- 1 About State
- 2 About Citizen
Nagaland is a state in Northeast India. It borders the state of Assam to the west, Arunachal Pradesh and part of Assam to the north, Burma to the east, and Manipur to the south. The state capital is Kohima, and the largest city is Dimapur. Nagaland is a mountainous state in northeast India, bordering Myanmar. It’s home to diverse indigenous tribes, with festivals and markets celebrating the different tribes’ culture. Its capital city of Kohima suffered heavy fighting in World War II, commemorated by memorials at the Kohima War Cemetery.
The ancient history of the Nagas is unclear. Tribes migrated at different times, each settling in the northeastern part of present India and establishing their respective sovereign mountain terrains and village-states. In 1944, the Indian National Army with the help of Japanese Army, led by Netaji Subhash Chandra Bose, invading through Burma, attempted to free India through Kohima. Historically, Naga tribes celebrated two main rituals. These were feasting and head hunting.
Nagaland is largely a mountainous state. The Naga Hills rise from the Brahmaputra Valley in Assam to about 2,000 feet (610 m) and rise further to the southeast, as high as 6,000 feet (1,800 m). Mount Saramati at an elevation of 12,601.70 feet (3,841.00 m) is the state’s highest peak. The evergreen tropical and the sub tropical forests are found in strategic pockets in the state.

• _Object pointing dataset rows_:
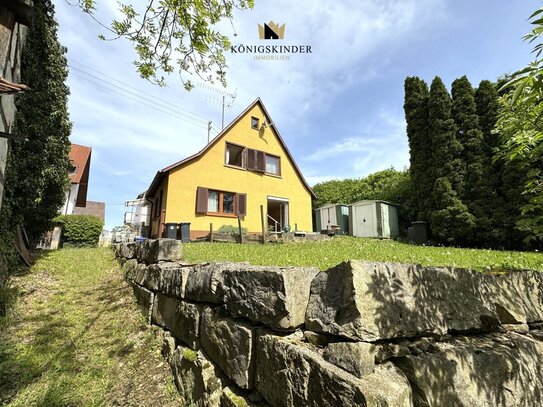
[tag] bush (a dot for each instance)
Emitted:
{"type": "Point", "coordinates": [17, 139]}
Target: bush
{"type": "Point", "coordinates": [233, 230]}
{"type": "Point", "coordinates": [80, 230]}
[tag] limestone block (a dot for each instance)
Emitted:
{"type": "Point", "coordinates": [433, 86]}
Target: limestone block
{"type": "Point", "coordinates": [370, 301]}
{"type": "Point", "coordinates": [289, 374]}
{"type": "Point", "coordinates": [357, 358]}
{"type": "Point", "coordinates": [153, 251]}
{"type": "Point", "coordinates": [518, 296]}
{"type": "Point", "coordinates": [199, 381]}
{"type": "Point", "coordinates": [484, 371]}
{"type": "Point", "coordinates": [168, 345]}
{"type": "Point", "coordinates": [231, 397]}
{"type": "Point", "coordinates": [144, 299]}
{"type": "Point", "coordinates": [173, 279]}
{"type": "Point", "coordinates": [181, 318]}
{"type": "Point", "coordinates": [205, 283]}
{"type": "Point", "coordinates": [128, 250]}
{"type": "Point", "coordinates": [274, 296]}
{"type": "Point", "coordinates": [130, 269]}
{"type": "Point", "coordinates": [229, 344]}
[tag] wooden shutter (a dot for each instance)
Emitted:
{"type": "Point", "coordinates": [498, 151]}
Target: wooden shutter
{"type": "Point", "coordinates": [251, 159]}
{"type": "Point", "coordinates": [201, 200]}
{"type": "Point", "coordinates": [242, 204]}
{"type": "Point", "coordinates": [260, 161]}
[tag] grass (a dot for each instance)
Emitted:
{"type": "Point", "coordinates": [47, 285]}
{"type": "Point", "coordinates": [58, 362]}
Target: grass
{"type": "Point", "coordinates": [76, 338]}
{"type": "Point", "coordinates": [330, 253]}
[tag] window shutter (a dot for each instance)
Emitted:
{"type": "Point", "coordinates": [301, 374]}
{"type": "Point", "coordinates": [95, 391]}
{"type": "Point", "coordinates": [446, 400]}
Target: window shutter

==

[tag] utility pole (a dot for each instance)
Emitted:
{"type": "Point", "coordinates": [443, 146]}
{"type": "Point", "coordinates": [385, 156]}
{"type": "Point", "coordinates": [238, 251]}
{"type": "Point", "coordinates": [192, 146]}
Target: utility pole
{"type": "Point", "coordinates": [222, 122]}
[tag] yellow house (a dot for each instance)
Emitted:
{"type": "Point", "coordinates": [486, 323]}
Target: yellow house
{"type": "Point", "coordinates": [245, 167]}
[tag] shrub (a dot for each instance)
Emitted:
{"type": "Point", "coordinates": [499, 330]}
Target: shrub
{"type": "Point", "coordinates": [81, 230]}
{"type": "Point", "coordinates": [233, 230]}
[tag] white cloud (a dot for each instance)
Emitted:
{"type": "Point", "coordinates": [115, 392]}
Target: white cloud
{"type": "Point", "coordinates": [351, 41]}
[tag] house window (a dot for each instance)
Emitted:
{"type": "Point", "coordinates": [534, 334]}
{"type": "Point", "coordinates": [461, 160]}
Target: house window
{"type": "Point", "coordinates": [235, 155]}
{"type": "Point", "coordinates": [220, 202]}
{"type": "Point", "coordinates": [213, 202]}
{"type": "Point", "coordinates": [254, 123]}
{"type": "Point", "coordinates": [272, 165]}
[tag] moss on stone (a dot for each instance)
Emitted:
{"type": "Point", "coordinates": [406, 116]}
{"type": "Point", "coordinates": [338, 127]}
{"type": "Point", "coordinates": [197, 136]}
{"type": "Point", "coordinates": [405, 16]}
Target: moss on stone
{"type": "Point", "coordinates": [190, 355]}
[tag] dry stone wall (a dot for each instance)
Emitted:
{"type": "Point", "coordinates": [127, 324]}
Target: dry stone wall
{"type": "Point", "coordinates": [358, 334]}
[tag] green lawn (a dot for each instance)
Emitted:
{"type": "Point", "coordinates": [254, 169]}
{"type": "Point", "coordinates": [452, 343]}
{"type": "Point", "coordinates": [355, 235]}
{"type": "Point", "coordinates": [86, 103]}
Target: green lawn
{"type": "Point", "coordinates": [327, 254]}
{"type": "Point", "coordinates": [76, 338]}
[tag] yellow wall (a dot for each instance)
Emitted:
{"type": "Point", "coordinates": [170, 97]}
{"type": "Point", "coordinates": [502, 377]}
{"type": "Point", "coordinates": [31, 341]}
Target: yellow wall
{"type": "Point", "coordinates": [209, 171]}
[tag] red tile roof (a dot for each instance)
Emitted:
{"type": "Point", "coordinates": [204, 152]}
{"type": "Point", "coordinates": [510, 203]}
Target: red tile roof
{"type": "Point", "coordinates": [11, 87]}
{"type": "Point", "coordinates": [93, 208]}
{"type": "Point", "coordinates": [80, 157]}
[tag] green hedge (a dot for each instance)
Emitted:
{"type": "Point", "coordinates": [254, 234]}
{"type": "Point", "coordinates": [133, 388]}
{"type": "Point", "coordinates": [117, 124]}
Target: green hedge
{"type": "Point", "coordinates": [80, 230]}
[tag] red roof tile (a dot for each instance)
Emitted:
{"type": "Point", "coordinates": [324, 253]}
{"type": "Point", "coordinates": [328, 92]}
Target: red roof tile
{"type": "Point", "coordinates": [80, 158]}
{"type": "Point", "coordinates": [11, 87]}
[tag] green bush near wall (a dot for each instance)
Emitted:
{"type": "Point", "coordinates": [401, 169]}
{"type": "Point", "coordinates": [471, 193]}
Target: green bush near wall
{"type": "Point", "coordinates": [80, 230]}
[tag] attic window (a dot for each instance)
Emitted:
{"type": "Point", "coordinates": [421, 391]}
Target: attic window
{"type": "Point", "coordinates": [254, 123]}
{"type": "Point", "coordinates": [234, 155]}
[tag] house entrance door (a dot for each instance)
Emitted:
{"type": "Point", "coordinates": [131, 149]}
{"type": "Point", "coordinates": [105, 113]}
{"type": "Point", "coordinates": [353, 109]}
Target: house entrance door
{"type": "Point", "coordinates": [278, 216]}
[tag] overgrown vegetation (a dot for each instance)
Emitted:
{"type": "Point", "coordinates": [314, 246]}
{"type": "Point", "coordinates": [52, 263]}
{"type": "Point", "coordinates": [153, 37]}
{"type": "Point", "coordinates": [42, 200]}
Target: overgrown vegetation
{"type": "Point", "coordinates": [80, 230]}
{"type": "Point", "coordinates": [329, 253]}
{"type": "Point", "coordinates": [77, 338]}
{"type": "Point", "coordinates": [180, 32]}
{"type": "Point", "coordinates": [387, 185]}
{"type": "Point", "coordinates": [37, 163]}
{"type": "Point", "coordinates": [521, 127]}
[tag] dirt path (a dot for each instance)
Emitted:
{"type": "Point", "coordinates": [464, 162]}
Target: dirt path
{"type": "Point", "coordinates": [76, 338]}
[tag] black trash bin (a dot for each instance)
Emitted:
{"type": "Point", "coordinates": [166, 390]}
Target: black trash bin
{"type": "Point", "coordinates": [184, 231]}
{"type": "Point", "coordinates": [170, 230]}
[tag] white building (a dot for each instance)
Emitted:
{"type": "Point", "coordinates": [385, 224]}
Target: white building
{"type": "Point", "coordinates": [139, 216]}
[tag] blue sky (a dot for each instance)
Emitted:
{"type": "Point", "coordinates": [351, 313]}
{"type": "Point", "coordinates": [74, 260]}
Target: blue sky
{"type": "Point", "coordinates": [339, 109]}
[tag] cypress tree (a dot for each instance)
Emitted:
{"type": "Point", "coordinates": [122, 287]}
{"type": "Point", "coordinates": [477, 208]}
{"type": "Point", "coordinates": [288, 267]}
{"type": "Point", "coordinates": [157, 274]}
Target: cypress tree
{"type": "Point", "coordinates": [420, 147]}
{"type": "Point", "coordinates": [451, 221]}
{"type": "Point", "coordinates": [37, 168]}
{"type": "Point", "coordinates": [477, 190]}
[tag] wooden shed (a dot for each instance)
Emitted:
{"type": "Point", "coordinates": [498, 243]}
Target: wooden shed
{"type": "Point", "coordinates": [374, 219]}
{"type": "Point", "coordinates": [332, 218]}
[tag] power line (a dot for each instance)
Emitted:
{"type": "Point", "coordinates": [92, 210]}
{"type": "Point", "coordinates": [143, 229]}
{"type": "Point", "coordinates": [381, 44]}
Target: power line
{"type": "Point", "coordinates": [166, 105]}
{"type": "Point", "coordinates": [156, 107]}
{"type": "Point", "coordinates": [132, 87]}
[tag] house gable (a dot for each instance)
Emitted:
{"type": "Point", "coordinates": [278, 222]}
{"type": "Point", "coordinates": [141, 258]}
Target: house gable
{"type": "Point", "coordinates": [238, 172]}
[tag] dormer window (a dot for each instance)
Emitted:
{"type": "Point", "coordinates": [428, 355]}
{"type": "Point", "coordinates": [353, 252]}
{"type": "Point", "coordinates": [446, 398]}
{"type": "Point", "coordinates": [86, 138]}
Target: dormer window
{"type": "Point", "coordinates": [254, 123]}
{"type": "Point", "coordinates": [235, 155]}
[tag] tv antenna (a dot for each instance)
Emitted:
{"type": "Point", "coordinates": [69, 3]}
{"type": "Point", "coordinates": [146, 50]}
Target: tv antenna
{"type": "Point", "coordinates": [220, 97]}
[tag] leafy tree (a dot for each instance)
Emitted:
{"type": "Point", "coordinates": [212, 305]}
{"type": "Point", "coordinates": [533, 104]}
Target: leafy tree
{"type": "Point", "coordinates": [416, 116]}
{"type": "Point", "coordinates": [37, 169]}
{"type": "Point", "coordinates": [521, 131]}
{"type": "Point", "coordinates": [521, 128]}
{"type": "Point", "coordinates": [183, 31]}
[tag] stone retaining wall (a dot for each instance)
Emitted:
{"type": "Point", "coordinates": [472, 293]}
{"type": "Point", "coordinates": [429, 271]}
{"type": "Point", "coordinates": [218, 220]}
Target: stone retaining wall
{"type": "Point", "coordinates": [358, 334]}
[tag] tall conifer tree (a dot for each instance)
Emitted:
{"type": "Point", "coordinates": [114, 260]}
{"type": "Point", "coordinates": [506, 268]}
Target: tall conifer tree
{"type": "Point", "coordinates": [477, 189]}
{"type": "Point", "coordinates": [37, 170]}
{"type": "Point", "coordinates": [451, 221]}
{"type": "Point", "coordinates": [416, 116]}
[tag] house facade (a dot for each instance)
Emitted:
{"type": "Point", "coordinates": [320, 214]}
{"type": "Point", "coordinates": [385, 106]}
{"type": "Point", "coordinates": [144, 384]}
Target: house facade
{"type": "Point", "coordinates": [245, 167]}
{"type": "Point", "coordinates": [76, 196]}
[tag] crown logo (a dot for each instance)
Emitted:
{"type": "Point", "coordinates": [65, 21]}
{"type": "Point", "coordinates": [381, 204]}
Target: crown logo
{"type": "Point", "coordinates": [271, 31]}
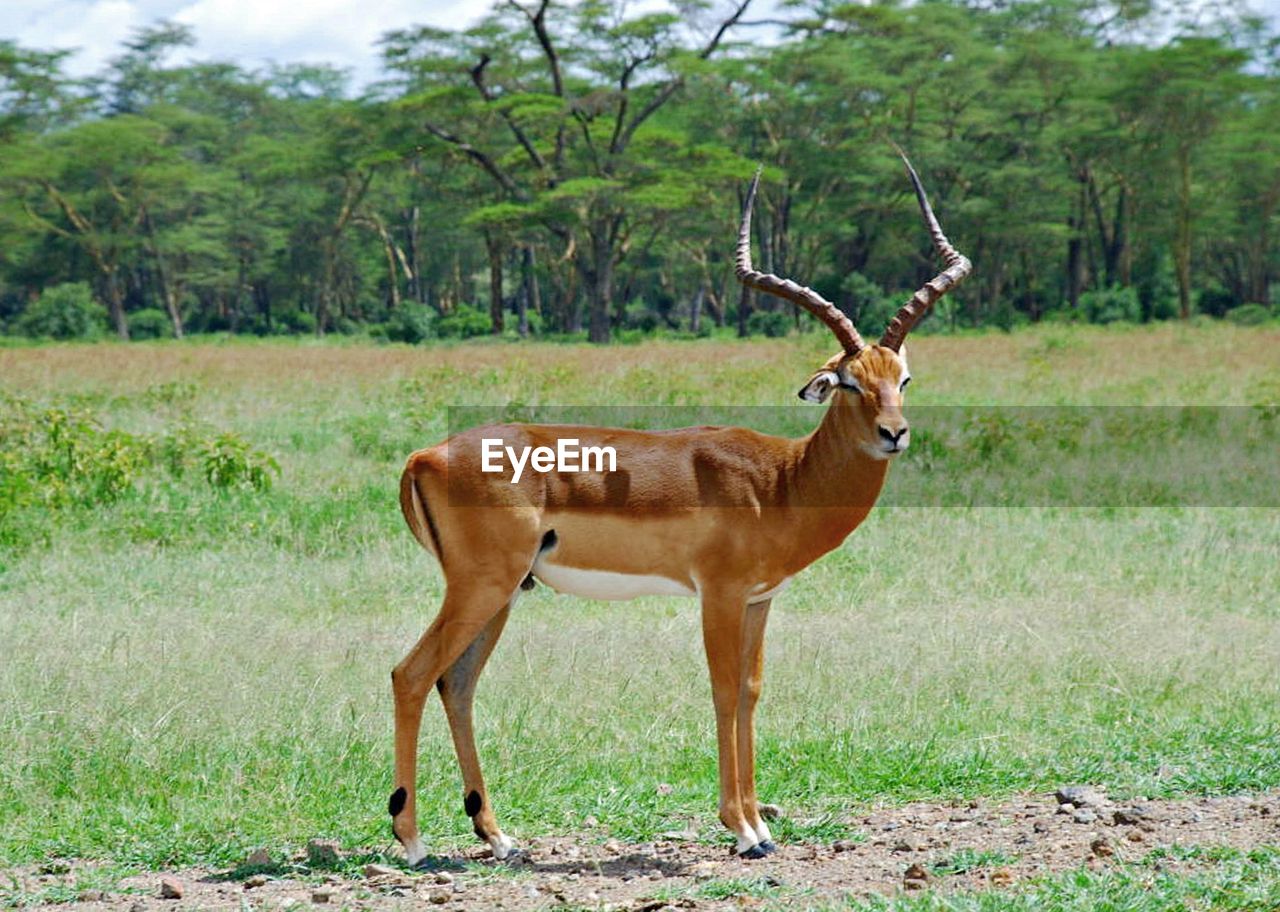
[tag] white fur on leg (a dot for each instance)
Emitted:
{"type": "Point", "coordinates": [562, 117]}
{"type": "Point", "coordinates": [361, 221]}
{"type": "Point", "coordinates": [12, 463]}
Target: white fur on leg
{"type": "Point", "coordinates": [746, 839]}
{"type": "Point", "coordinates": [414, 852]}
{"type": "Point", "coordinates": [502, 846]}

• _Given problem A_:
Using the Nagaland page, answer the following:
(i) Which city is the largest in the state?
(ii) In what year did the Indian National Army try to free India through Kohima?
(iii) What is the state's highest peak?
• _Given problem B_:
Reproduce the Nagaland page word for word from "- 1 About State" up to and including "Kohima War Cemetery.".

• _Response A_:
(i) Dimapur
(ii) 1944
(iii) Mount Saramati

• _Response B_:
- 1 About State
- 2 About Citizen
Nagaland is a state in Northeast India. It borders the state of Assam to the west, Arunachal Pradesh and part of Assam to the north, Burma to the east, and Manipur to the south. The state capital is Kohima, and the largest city is Dimapur. Nagaland is a mountainous state in northeast India, bordering Myanmar. It’s home to diverse indigenous tribes, with festivals and markets celebrating the different tribes’ culture. Its capital city of Kohima suffered heavy fighting in World War II, commemorated by memorials at the Kohima War Cemetery.